Stored data entries
########

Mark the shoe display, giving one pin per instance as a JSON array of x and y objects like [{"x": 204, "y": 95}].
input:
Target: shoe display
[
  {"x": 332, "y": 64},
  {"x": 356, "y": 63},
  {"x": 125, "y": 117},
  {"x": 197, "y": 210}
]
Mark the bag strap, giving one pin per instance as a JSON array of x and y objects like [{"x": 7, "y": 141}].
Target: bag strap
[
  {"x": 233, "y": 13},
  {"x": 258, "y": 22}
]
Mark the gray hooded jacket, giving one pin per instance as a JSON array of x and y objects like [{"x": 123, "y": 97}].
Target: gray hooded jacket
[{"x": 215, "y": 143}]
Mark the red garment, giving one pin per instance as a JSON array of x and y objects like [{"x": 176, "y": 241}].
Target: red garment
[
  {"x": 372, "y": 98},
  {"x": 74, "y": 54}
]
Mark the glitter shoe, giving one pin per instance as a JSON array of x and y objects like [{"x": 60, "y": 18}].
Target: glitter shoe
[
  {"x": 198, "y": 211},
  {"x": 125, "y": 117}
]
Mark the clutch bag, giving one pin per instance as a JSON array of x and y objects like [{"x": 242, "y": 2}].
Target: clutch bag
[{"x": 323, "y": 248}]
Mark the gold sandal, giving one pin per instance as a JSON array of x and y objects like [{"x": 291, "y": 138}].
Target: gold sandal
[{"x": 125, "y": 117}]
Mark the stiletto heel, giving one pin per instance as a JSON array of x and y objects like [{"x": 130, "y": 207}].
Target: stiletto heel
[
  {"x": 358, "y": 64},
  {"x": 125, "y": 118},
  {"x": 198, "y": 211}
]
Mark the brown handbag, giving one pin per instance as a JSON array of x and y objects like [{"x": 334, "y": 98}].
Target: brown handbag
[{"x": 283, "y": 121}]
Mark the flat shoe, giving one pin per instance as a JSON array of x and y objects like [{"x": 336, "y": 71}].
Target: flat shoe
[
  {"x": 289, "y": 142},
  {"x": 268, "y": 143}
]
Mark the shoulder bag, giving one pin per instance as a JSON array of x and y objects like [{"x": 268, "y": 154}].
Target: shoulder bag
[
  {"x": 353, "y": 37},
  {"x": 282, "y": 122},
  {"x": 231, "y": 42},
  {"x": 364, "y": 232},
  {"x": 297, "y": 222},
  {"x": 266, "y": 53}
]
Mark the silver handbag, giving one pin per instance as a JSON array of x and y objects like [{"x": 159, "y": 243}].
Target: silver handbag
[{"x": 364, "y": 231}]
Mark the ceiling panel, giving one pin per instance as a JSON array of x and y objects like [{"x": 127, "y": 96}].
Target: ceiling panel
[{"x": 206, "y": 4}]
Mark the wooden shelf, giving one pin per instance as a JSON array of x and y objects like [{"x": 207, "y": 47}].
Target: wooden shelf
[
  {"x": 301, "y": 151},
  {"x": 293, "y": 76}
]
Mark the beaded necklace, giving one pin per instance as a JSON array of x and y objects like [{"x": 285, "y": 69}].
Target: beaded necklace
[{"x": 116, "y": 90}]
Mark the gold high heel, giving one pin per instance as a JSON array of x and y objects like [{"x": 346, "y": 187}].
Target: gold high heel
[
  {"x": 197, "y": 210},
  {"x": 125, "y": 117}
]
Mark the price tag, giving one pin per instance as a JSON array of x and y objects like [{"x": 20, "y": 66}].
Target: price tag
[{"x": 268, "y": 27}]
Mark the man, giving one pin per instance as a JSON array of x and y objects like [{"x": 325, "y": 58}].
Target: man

########

The response should consist of every record, written out exactly as given.

• _REPLY_
Mark the shoe display, giving one pin per instance as a JSON array of x and y objects like [{"x": 204, "y": 95}].
input:
Target: shoe display
[
  {"x": 332, "y": 64},
  {"x": 356, "y": 63},
  {"x": 125, "y": 117},
  {"x": 197, "y": 210}
]
Mark the bag strap, giving one pin per instance as a JSON array of x and y objects like [{"x": 7, "y": 141}].
Target: bag strap
[
  {"x": 233, "y": 13},
  {"x": 258, "y": 22}
]
Mark the gray hooded jacket, giving one pin per instance as a JSON array of x and y objects like [{"x": 123, "y": 97}].
Target: gray hooded jacket
[{"x": 215, "y": 143}]
Mark the red garment, giving one pin per instance as a JSON array of x and y objects like [{"x": 176, "y": 241}].
Target: red garment
[
  {"x": 372, "y": 98},
  {"x": 74, "y": 54}
]
Mark the glitter shoe, giving one pin per instance as a JSON array of x and y objects like [{"x": 60, "y": 18}].
Target: glitter shoe
[
  {"x": 198, "y": 211},
  {"x": 125, "y": 117}
]
Mark the clutch bag, giving one pin per instance as a JSON array of x and y objects like [{"x": 242, "y": 2}].
Target: clutch bag
[{"x": 323, "y": 248}]
Mark the gold sandal, giving one pin per instance as a JSON array of x and y objects like [{"x": 291, "y": 138}].
Target: gold sandal
[{"x": 125, "y": 117}]
Mark the stiletto heel, giving one pin per instance as a JSON array of x and y objects like [{"x": 130, "y": 207}].
Target: stiletto heel
[
  {"x": 358, "y": 64},
  {"x": 125, "y": 118},
  {"x": 198, "y": 211}
]
Mark the brown handbag, giving one pin per instance as a JSON array of x and y objects like [{"x": 334, "y": 98}].
Target: brown handbag
[{"x": 283, "y": 121}]
Mark the flat shoe, giving one pin per instance as a JSON array of x and y objects like [{"x": 336, "y": 71}].
Target: flat shoe
[
  {"x": 289, "y": 142},
  {"x": 268, "y": 143}
]
Mark the shoulder bag, giving one pin per instance as a JSON array of x and y objects like [{"x": 268, "y": 154}].
Target: shoulder bag
[
  {"x": 353, "y": 37},
  {"x": 282, "y": 122},
  {"x": 231, "y": 42},
  {"x": 364, "y": 232},
  {"x": 297, "y": 222},
  {"x": 266, "y": 53}
]
Mark the silver handbag, giving one pin per instance as a JSON array of x and y objects like [{"x": 159, "y": 243}].
Target: silver handbag
[{"x": 364, "y": 231}]
Mark the ceiling panel, giving one pin per instance as a JSON array of x and y objects like [{"x": 127, "y": 96}].
Target: ceiling panel
[{"x": 206, "y": 4}]
Mark the wooden shelf, giving one pin per instance as a JSON array of x and y objects like [{"x": 207, "y": 47}].
Target: wooden shelf
[
  {"x": 301, "y": 151},
  {"x": 293, "y": 76}
]
Mark the beaded necklace, giving one pin per instance as a JSON array of x and y objects like [{"x": 285, "y": 69}].
Target: beaded necklace
[{"x": 116, "y": 90}]
Mark the gold high heel, giving one pin per instance as a JSON array of x and y objects like [{"x": 346, "y": 187}].
Target: gold high heel
[
  {"x": 197, "y": 210},
  {"x": 125, "y": 117}
]
Mark the price tag, giving one pin per instance as a JSON array of x and y objects like [{"x": 20, "y": 66}].
Target: price tag
[{"x": 268, "y": 27}]
Mark the man, giving one pin per instance as a JSON array of x and y objects like [{"x": 325, "y": 58}].
Target: man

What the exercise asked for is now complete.